- _Activity_
Copy every record below, exactly as written.

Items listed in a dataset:
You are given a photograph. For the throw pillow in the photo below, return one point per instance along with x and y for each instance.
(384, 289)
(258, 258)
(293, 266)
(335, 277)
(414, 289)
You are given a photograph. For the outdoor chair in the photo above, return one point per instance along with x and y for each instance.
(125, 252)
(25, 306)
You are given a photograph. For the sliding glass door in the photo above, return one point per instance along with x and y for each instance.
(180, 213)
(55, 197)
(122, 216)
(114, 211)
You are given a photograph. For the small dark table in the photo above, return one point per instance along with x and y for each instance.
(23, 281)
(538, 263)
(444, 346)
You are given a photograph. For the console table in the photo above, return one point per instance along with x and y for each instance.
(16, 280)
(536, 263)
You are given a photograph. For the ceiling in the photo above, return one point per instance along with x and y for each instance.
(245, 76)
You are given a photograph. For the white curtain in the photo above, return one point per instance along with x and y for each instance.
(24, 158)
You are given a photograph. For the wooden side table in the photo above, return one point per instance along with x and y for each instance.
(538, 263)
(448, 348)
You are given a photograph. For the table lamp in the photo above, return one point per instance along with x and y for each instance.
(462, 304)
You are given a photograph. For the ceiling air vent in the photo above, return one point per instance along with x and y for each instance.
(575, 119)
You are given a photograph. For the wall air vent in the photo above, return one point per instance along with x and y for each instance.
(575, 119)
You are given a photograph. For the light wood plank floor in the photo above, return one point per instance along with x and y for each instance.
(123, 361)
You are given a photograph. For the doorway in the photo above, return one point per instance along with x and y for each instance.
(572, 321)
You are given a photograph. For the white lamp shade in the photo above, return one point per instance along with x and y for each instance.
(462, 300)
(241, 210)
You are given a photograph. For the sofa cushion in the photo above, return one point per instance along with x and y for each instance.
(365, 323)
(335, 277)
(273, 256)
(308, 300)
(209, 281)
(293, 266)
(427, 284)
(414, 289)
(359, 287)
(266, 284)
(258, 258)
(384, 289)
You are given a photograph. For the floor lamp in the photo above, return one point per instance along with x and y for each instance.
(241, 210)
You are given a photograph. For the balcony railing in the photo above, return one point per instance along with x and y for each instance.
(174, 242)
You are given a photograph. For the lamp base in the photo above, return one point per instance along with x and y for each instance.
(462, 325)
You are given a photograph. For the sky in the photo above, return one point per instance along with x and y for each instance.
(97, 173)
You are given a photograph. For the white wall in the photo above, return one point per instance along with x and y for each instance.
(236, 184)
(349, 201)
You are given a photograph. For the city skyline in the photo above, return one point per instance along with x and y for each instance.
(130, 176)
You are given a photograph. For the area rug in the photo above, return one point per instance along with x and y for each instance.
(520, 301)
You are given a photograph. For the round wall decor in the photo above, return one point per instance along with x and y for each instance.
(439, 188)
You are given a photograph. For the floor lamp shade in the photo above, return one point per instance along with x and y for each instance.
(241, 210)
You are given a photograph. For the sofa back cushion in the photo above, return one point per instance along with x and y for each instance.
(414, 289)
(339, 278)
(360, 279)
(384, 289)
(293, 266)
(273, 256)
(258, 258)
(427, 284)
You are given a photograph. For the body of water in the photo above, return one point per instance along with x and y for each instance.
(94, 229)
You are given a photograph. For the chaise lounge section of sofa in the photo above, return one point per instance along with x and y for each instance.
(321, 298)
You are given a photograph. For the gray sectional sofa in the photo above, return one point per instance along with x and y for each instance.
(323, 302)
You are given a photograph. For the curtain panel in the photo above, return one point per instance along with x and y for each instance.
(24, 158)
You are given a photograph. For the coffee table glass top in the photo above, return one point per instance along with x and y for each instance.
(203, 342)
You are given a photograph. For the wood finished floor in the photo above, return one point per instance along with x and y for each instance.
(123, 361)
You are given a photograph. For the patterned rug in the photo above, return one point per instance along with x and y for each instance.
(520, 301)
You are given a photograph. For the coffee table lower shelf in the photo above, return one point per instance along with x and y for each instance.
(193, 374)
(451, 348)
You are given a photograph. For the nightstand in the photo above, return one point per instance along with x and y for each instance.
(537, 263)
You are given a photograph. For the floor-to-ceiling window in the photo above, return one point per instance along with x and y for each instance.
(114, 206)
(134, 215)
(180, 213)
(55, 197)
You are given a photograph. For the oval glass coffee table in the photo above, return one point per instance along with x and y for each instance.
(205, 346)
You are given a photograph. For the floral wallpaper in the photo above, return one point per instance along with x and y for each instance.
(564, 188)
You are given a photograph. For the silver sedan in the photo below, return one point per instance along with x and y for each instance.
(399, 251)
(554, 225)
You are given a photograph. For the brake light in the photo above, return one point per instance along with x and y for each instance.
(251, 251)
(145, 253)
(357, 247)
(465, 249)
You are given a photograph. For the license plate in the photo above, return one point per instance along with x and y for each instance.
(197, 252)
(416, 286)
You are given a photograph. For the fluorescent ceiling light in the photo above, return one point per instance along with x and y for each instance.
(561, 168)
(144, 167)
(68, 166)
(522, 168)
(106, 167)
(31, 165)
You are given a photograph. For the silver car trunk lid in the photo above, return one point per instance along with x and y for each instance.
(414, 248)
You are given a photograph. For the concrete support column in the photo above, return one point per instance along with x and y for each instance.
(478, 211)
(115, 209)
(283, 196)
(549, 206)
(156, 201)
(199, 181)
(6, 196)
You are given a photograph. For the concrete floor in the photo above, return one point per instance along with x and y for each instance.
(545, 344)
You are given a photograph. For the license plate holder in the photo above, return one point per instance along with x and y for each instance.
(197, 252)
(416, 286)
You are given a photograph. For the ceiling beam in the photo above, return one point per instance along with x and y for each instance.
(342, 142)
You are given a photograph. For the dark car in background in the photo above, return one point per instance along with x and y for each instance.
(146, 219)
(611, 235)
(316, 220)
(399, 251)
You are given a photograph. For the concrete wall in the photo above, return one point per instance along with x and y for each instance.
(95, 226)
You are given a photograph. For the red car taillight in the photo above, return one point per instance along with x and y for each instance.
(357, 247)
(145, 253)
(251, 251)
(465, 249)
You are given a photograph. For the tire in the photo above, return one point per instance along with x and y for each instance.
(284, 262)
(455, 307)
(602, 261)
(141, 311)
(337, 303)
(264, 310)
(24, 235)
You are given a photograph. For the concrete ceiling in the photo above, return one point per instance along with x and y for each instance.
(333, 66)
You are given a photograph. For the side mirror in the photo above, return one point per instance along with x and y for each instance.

- _Answer below_
You are given a photograph. For the throw pillow in the photo below, return one point per instance along with x and y for each instance.
(384, 289)
(258, 258)
(293, 266)
(335, 277)
(414, 289)
You are given a photograph. For the outdoor chair in the photo above, return one point per instance along with x and y for each instance.
(125, 252)
(25, 306)
You are given a photograph. For the sliding glass door in the photo above, return one point per instance along with x and y for each instance.
(180, 213)
(55, 197)
(122, 216)
(114, 211)
You are given a photograph. For the small dark table in the photo above, return one point per instance along with x and y for each instance.
(23, 281)
(538, 263)
(444, 346)
You are given a photograph. For the console table in the photo above, return one point per instance along with x and y for each instance.
(16, 280)
(536, 263)
You are given a photograph. For the ceiling in the photo above, return one point per instance along with x and y for each instance.
(245, 76)
You are given a photograph. For the white curtain in the photo above, return one point per instance along with x and y for each instance.
(24, 158)
You are given a photograph. For the wooden side table in the photo above, return one point per instance along with x and y for each instance.
(538, 263)
(448, 348)
You are given a photograph. For the table lamp in the photo above, return one point per instance along with x and y for each instance.
(462, 304)
You are given a photograph. For the ceiling air vent in the photo above, return one point per instance along with x and y for each instance.
(575, 119)
You are given a photograph. For the wall air vent in the photo above, return one point per instance along with x and y for each instance.
(575, 119)
You are given a photograph. For the light wood plank floor in the photo above, return one point per instance along with x and y for each instance.
(123, 361)
You are given a photograph. For the doorway in the photo above, return one point per instance along with x and y for each instance.
(572, 321)
You are given a photograph. For the white lamp shade in the photo above, return one point per instance along with x and y for each instance.
(462, 300)
(241, 210)
You are given a photograph. For the sofa cushion in the photo above, return one point per instance along with x and y for each instance.
(365, 323)
(335, 277)
(273, 256)
(308, 300)
(209, 281)
(293, 266)
(427, 284)
(414, 289)
(359, 287)
(266, 284)
(258, 258)
(384, 289)
You are given a photograph. For the floor lamp in the photo above, return one point per instance along with x and y for each instance.
(241, 210)
You are given a photograph. For the balcony railing in the photo above, return one point per instance along with x and y for each instance.
(174, 242)
You are given a photograph. For the lamp base in the photo above, return one point per instance along with x and y for each instance.
(462, 325)
You are given a photograph. For the sky in the photo above, return one point per instance along with x and y for each instance.
(97, 173)
You are given a photograph. For the white wall in the photo above, return one point per instance along with x and y for each instance.
(236, 184)
(349, 201)
You are given a photograph. For the city skyline in the photo above, return one point per instance along with x and y for each instance.
(130, 176)
You are given a photograph. For the area rug in the photo above, return one point per instance along with x and y for each instance.
(520, 301)
You are given a photograph. For the round wall decor in the photo above, return one point per instance along with x and y for each instance.
(439, 188)
You are given a photograph. For the floor lamp shade in the photo above, return one point per instance along with x and y for each instance.
(241, 210)
You are given a photograph. For the sofa back cushion in the photo above, return one point per instance along with x and y for each instance.
(414, 289)
(339, 278)
(360, 279)
(384, 289)
(293, 266)
(273, 256)
(258, 258)
(427, 284)
You are given a photograph. For the body of water in the photo above, return one point per instance along with x and y for each instance.
(94, 229)
You are given a photograph. For the chaise lounge section of sofa in the photo above, return one point per instance along with x and y for each instance.
(321, 298)
You are given a photograph. For the gray sectional sofa in the photo above, return one point per instance along with x and y for each instance.
(323, 302)
You are given a photograph. For the curtain panel in the photo above, return one point per instance along with x and y for each instance.
(24, 158)
You are given a photograph. For the coffee table glass top in the photo above, return one point per instance along with x and y for each instance.
(203, 342)
You are given a photograph. For the wood finished floor in the photo above, return one point per instance along with x and y for each instance.
(123, 361)
You are given a photograph. For the patterned rug in the photo above, return one point per instance along with x and y for each instance.
(520, 301)
You are given a photograph. For the coffee table lower shelf in the photo above, return one point per instance along with x and y for each instance.
(193, 374)
(451, 348)
You are given a photograph. For the nightstand in the photo above, return one point per instance along with x and y for each instance.
(537, 263)
You are given a photograph. For the floor-to-ceiling window in the photo above, return one point per instance along with x and y for each instance.
(114, 206)
(134, 215)
(180, 213)
(55, 197)
You are given a photograph. For the oval glass coffee table in the photo above, return one point per instance along with x and y for each instance.
(205, 346)
You are given a photograph. For the floral wallpaper in the photo above, return one point per instance along with x and y for each instance.
(564, 188)
You are given a photograph. For the silver sedan in the photo below, return one point per instance along with x and y for each instance.
(399, 251)
(554, 225)
You are given a photograph. For the brake light in the photo above, return one point per instance along with x and y for each instance.
(251, 251)
(145, 253)
(357, 247)
(465, 249)
You are given a photograph. For the license plate in the photo above, return one point per instance along with x and y for each instance.
(197, 252)
(416, 286)
You are given a photograph. For the fluorescent ceiling light in the photo above, return one point per instance along with x and y for each instance.
(561, 168)
(144, 167)
(68, 166)
(522, 168)
(106, 167)
(31, 165)
You are given a photograph. For the silver car trunk lid in the photo above, return one point per instance along with x and y for each instance.
(414, 248)
You are given a photograph. For the concrete support column in the photo above, return one point per instance along with x and y for each instance.
(478, 211)
(115, 209)
(283, 196)
(549, 206)
(156, 201)
(199, 181)
(6, 196)
You are given a photograph. For the concrete floor in the photo above, return one point per instance along with x and y for each instance.
(545, 344)
You are given a photograph. For the license plate holder in the photo above, return one point per instance along with x and y for each instance.
(197, 252)
(416, 286)
You are given a photograph. For the ceiling beam in the photo above, return one point per instance along with x and y for each instance.
(342, 142)
You are given a photograph. For the dark car in background in the photo above, return one point per instance along with x and y for each instance.
(146, 219)
(611, 235)
(316, 220)
(399, 251)
You are given a photograph. For the concrete wall in the photo above, return one point per instance along with x and y for each instance.
(95, 226)
You are given a photograph. For the red car taillight in the photo above, return one point per instance along with x and y for each instance.
(357, 247)
(145, 253)
(251, 251)
(465, 249)
You are given a photograph. For the tire in the photo above, return one point per instance along with x and y for each instance.
(284, 262)
(455, 307)
(602, 261)
(141, 311)
(337, 303)
(264, 310)
(24, 235)
You are given a photograph. For the concrete ceiling in the photo above, return one point per instance along with x and y for each instance.
(333, 66)
You are given a photograph. For the side mirror in the photo above, return one point per instance along with x and y for each instance.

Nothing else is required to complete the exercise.